Work to do.
1. List every neighborhood and street name that appears in the bus commute passage.
2. Write the next part of the bus commute passage, picking up after its final sentence.

Excerpted passage.
▼

For perspective, I ride the Queen Anne / Belltown bus, getting on at 1st and Wall.

Scheduling a Ride

In order to ride the connector, you must schedule the time for it to pick you up and drop you off.  This can be a bummer at times for two reasons.  The first is that you must remember to schedule your bus ride, and most of the “best times” (i.e. not departing at 6:45am or leaving at 7:00pm) are going to be taken by the time you actually remember to schedule it.  The second reason is that although you don’t need a reservation, you will most likely be able to ride the bus if you don’t sign up.  There have only been two times that I have seen people denied access due to not having a reservation.

The Ride

The ride is fairly nice.  This isn’t any luxury vehicle you are riding, but it’s not a school bus either.  The seats are comfortable but the ride can get a little bumpy at times. There is free Wi-Fi on the bus, so you can actually do some of your work while you ride the bus.  Another option that I tend is to read that book that I never have time for.

▲

Entries supplied.
▼

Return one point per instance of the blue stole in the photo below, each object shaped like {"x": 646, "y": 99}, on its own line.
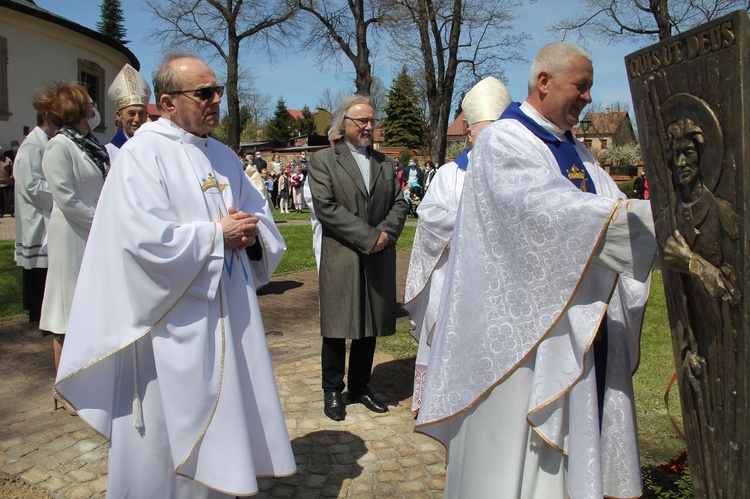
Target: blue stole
{"x": 570, "y": 163}
{"x": 119, "y": 139}
{"x": 568, "y": 160}
{"x": 462, "y": 160}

▲

Outputs for the tasks.
1. Queen Anne, Belltown, 1st, Wall

2.
The traffic in Seattle isn’t as bad as Chicago, but crossing 520 isn’t a breeze without being in the car pool lane.  So any time that I save by driving my car is quickly negated by having to wait in the stop and go traffic.  From the time I walk out of my office to the time I walk into my building is about the same weather I drive to work or take the bus.

Routes

Grechen over at Microsoft’s JobsBlog just posted the stops that The Connector takes, so feel free to take a look at those.  I know that this information would have been helpful as nobody seemed to know the exact routes that it took.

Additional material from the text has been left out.